_Selected extract:_
☆ ☆ ☆ ☆ ☆

Early startups always operated like this. No boundaries, just outcomes. The difference now is that AI lets you keep that scrappiness at 50, 100, 200 people. The gaps that forced specialization at scale are gone. These teams pay more in tokens than they’d spend on new hires.
I was at the office with a founder in our portfolio yesterday. He walked me through a feature. Customer research, design, code, launch. All him. I asked who else was involved and he kind of laughed. “Why would I hand it off? I had all the context.”
“Pick a lane” needs to be demolished. What to build is way more important than how to build now. Generalist vs. specialist was always the wrong debate. Ownership versus dependency. That’s the only question that matters.
Most people don’t cross though. I get it. Your title starts to feel like who you are. Touching someone else’s territory feels wrong. And yeah, the first few times you’ll be bad at it. But a rough version you ship with full context in your head beats whatever gets delivered six weeks later. Three handoffs strip out everything that matters. Nobody gives you permission to cross. Performance reviews actively punish it. We need to stop obeying a system that stopped making sense years ago.
Companies that don’t fix this will bleed their best people to ones that already have. Give them space, ambition, hard targets and watch what happens.
Ford’s assembly line was genius for 1913. The resistance between stations was real.
That resistance is gone. And every day you stay at yours, someone without your title, your permission, your experience is shipping the thing you’ve been waiting to hand off.

☆ ☆ ☆ ☆ ☆

_Listed records:_
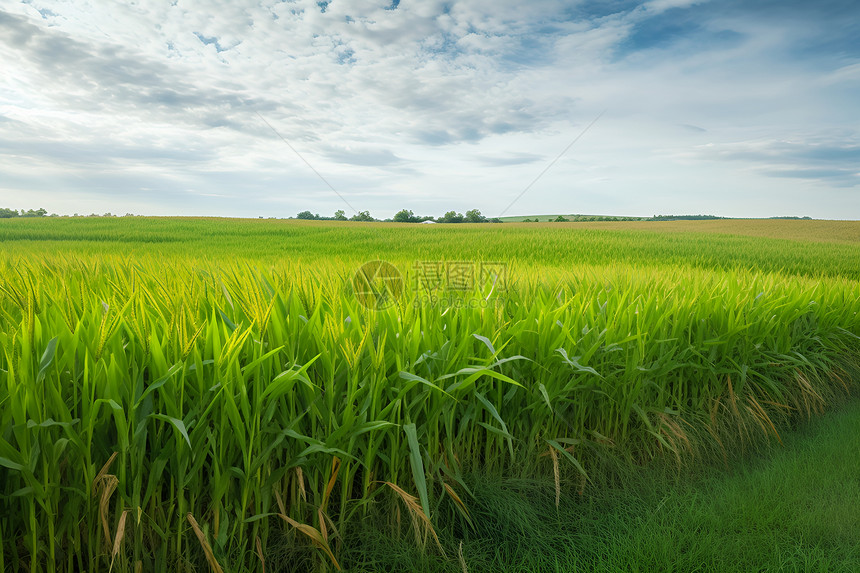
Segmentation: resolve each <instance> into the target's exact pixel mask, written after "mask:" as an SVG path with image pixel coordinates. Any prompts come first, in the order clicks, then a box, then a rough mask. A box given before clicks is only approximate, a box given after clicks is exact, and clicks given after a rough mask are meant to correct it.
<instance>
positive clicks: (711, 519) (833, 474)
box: [345, 402, 860, 573]
mask: <svg viewBox="0 0 860 573" xmlns="http://www.w3.org/2000/svg"><path fill="white" fill-rule="evenodd" d="M783 441H784V445H783V446H777V447H775V448H774V449H773V450H770V451H765V452H759V453H756V454H753V455H748V456H746V457H744V458H743V459H742V460H737V463H736V464H733V466H732V468H731V469H728V470H727V469H723V468H720V467H704V468H703V467H697V468H696V470H695V471H694V472H693V471H690V472H686V473H684V475H683V477H682V478H680V479H678V478H675V479H672V478H670V477H668V476H667V474H666V473H663V472H661V469H660V468H651V469H649V470H646V471H645V472H639V473H636V474H634V473H626V474H625V479H624V487H623V488H621V487H615V488H612V489H606V490H602V491H600V492H596V493H594V494H592V495H588V496H583V497H579V496H577V495H576V494H573V493H571V492H566V493H565V494H564V495H563V497H562V502H561V504H560V506H559V508H558V509H556V507H555V503H554V493H553V489H554V488H553V484H552V482H551V481H546V480H544V481H532V482H529V481H522V480H489V481H488V480H486V479H484V478H481V479H476V480H475V482H474V484H473V485H474V489H475V500H474V501H473V502H472V518H473V521H474V523H476V524H477V529H478V531H477V532H475V533H472V532H469V533H468V535H466V538H465V540H464V541H463V545H462V555H463V557H464V561H465V563H466V566H467V568H468V570H469V571H473V572H477V571H498V572H500V573H501V572H505V573H508V572H510V573H514V572H522V573H538V572H544V571H546V572H557V571H565V572H574V571H589V572H592V571H606V572H609V571H642V572H646V571H676V572H693V571H696V572H702V573H704V572H709V571H712V572H731V571H737V572H749V571H798V572H800V571H803V572H813V571H815V572H822V573H824V572H845V573H848V572H853V571H857V570H860V546H858V544H857V539H858V537H860V512H858V511H857V500H858V499H860V480H858V479H857V459H856V454H857V452H860V403H857V402H853V403H849V404H846V405H844V406H842V407H840V408H838V409H837V410H836V411H834V412H832V413H830V414H828V415H827V416H825V417H823V418H822V419H820V420H817V421H815V422H813V423H811V424H809V425H807V426H804V427H802V428H801V429H797V430H794V431H791V432H786V433H784V434H783ZM364 534H365V536H366V537H364V538H361V537H357V538H356V539H354V540H351V541H352V544H351V546H350V548H349V550H348V551H346V552H345V553H346V555H345V561H347V562H348V563H350V564H351V565H352V566H351V567H350V568H349V569H348V570H349V571H354V572H356V573H357V572H364V571H367V572H370V571H406V570H409V571H421V572H426V573H436V572H440V573H441V572H451V573H455V572H457V573H459V572H461V571H462V570H463V569H462V566H461V564H460V562H459V560H458V559H457V555H458V553H459V552H460V546H459V539H460V538H461V537H462V535H461V534H460V533H459V532H455V531H449V530H443V531H442V532H441V533H440V535H441V536H442V538H443V540H444V542H445V549H446V551H447V555H448V557H447V558H442V557H441V556H440V555H439V554H438V553H434V554H431V555H429V556H428V555H427V554H424V553H421V552H419V551H416V550H415V548H414V545H412V544H410V543H408V542H407V541H406V540H402V541H401V542H399V543H392V541H391V539H390V538H389V539H385V540H383V539H382V536H384V535H385V533H384V532H383V531H382V530H379V529H373V528H368V529H366V530H364Z"/></svg>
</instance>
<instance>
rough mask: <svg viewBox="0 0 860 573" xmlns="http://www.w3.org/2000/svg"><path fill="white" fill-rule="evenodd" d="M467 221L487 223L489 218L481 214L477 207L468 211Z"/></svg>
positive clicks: (466, 211)
mask: <svg viewBox="0 0 860 573" xmlns="http://www.w3.org/2000/svg"><path fill="white" fill-rule="evenodd" d="M466 222H467V223H486V222H487V218H486V217H484V216H483V215H481V212H480V211H478V210H477V209H472V210H470V211H466Z"/></svg>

☆ ☆ ☆ ☆ ☆

_Directions:_
1. Answer these questions from the essay on startup ownership:
(a) According to the essay, what do these teams pay more in than they would spend on new hires?
(b) Which four parts of the feature did the founder handle on his own?
(c) For what year does the essay call Ford's assembly line genius?
2. Repeat the part of the essay on startup ownership starting with "Most people don’t" and going on through "stations was real.".
The items have no connection to the essay on startup ownership.

_Answers per task:_
1.
(a) Tokens.
(b) Customer research, design, code, and launch.
(c) 1913.

2.
Most people don’t cross though. I get it. Your title starts to feel like who you are. Touching someone else’s territory feels wrong. And yeah, the first few times you’ll be bad at it. But a rough version you ship with full context in your head beats whatever gets delivered six weeks later. Three handoffs strip out everything that matters. Nobody gives you permission to cross. Performance reviews actively punish it. We need to stop obeying a system that stopped making sense years ago.
Companies that don’t fix this will bleed their best people to ones that already have. Give them space, ambition, hard targets and watch what happens.
Ford’s assembly line was genius for 1913. The resistance between stations was real.